[Natural language region descriptions]
★ ★ ★ ★

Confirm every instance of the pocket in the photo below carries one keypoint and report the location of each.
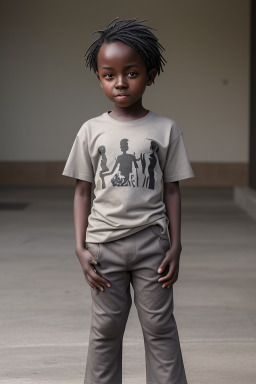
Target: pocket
(94, 248)
(163, 238)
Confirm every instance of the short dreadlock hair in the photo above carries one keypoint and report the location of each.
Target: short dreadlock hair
(133, 33)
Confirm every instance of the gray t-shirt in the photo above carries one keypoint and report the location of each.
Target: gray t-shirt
(127, 162)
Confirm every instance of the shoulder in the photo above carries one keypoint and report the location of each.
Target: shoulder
(167, 123)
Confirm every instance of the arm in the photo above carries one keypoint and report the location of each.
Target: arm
(82, 208)
(173, 210)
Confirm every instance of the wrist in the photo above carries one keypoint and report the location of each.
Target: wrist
(177, 246)
(79, 248)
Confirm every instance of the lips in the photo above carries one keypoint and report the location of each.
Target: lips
(121, 95)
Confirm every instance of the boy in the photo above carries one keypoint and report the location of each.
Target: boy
(131, 234)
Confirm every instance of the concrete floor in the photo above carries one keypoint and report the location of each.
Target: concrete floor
(45, 303)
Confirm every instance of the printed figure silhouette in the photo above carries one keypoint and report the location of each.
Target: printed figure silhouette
(124, 162)
(148, 162)
(103, 164)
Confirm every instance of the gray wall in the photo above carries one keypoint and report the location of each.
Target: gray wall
(47, 93)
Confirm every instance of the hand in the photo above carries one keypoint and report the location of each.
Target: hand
(88, 264)
(170, 263)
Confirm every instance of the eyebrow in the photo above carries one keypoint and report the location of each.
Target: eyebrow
(126, 67)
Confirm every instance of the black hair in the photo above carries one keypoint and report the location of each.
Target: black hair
(133, 33)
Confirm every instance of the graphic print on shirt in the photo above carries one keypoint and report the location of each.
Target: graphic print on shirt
(129, 170)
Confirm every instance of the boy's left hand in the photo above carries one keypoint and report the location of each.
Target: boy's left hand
(171, 264)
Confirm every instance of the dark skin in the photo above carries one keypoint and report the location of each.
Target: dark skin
(124, 77)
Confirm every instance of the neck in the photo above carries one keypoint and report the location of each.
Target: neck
(133, 112)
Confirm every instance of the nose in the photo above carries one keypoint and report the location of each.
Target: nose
(121, 82)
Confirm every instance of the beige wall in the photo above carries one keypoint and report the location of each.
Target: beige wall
(47, 93)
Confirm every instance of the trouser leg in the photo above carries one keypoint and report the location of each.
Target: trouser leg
(155, 309)
(110, 310)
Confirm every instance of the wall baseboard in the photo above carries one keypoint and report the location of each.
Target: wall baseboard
(49, 174)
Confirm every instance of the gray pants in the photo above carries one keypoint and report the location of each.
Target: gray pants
(133, 260)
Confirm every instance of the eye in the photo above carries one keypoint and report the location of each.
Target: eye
(132, 74)
(108, 75)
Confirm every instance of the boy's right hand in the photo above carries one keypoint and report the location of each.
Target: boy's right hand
(88, 264)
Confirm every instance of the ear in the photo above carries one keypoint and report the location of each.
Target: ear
(97, 74)
(151, 76)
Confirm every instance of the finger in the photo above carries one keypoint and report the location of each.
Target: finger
(97, 279)
(171, 272)
(92, 260)
(170, 282)
(163, 265)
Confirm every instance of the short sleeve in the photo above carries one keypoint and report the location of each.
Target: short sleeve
(79, 163)
(177, 165)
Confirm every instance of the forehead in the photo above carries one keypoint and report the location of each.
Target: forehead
(118, 53)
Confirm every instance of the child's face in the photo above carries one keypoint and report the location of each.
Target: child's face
(123, 74)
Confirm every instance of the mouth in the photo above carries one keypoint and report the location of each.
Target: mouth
(121, 95)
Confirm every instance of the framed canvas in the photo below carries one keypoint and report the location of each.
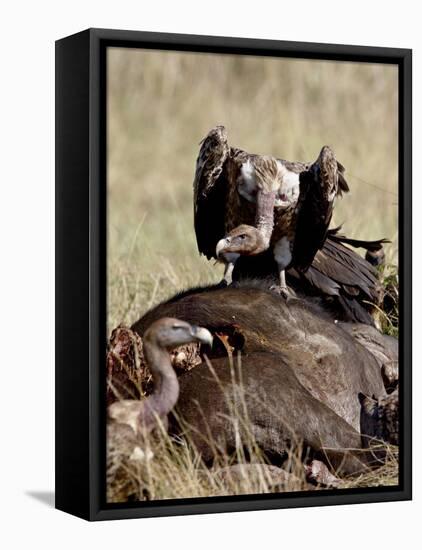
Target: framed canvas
(233, 220)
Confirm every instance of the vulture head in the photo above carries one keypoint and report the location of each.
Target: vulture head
(163, 335)
(244, 240)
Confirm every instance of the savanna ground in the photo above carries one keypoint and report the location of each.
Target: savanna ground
(161, 104)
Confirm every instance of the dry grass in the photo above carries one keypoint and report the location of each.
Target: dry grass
(161, 104)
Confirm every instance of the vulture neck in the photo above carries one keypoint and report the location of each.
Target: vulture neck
(166, 387)
(264, 220)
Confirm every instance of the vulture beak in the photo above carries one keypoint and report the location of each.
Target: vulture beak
(202, 335)
(221, 245)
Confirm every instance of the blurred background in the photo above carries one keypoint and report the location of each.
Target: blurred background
(161, 104)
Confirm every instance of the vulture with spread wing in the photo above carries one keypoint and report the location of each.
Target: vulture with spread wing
(245, 204)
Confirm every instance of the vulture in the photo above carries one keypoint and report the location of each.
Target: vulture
(252, 320)
(347, 284)
(287, 206)
(164, 334)
(299, 377)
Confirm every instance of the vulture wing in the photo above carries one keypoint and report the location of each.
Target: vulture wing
(210, 191)
(319, 185)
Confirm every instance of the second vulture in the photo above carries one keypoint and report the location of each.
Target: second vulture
(287, 205)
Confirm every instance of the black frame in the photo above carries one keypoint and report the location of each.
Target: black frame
(81, 270)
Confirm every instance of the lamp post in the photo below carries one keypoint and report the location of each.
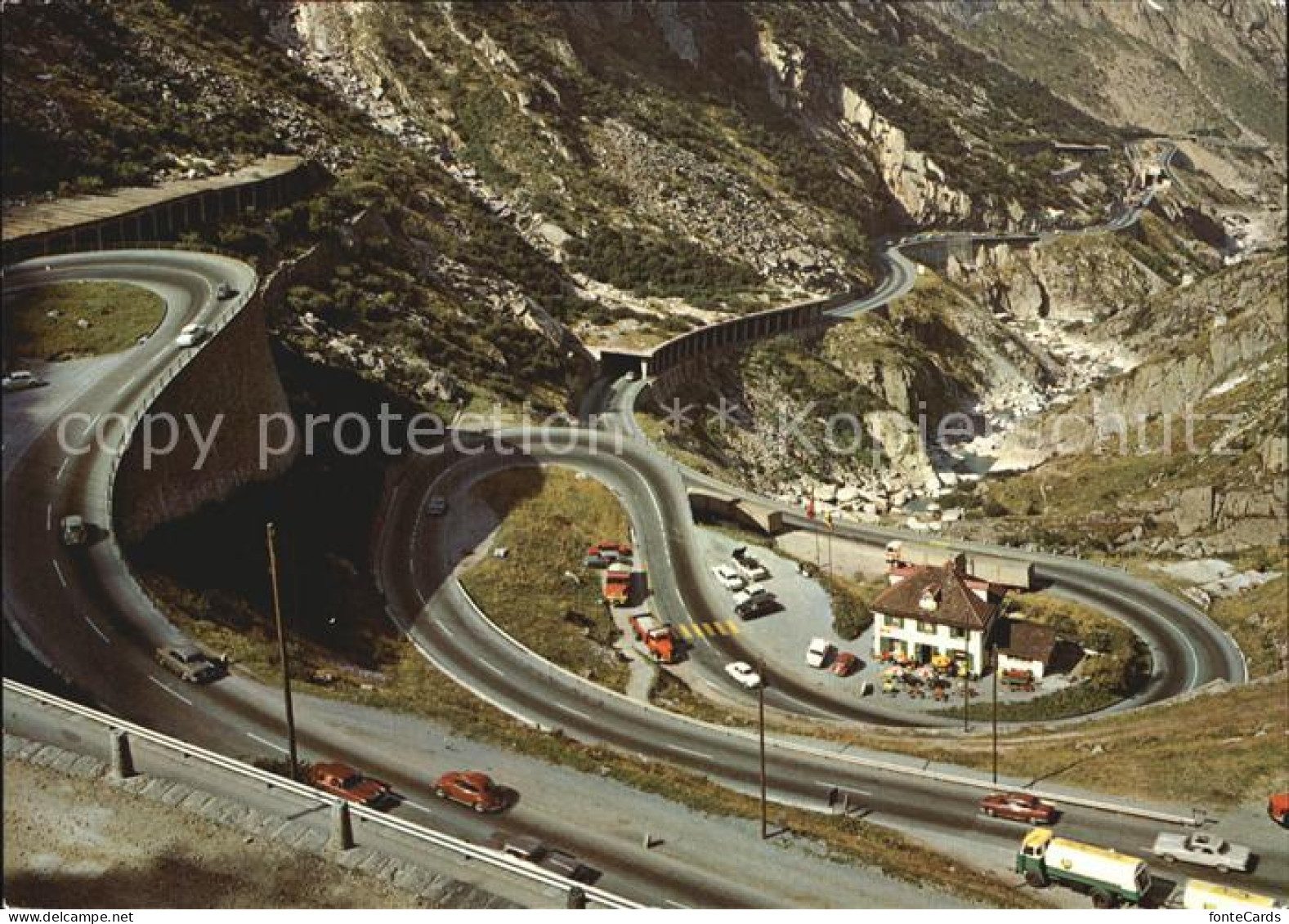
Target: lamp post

★ ★ ★ ★

» ASSIGNMENT: Take the line above containing "Target: arm", the line containing "Confirm every instance of the hand", and all lines in between, and copy them exactly without anything else.

» RESULT OF THE TASK:
Target: arm
(82, 208)
(173, 210)
Confirm every instance of the wrist in the photo above carries one keypoint and report the location of each.
Target: wrist
(177, 246)
(79, 248)
Confirm every instance of the lips in the photo above carries one keypoint and report the location of each.
Target: lips
(121, 95)
Confirm every instance of the boy in the photo above carries one keypoint and report the location of each.
Target: boy
(131, 234)
Confirm every instance of the concrete floor in the photo above carries one keypoint and report the location of each.
Target: concrete floor
(45, 303)
Confirm every instance of the printed figure silhouette in the photo above carries one keypoint and report the location of each.
Target: printed figure silhouette
(124, 162)
(148, 162)
(103, 164)
Confirm every instance of the gray wall in the photo above carries one keypoint and report the location of each.
Target: gray wall
(47, 93)
Confirm every instance of the hand in the photo above carries one keypoint and report the location of each.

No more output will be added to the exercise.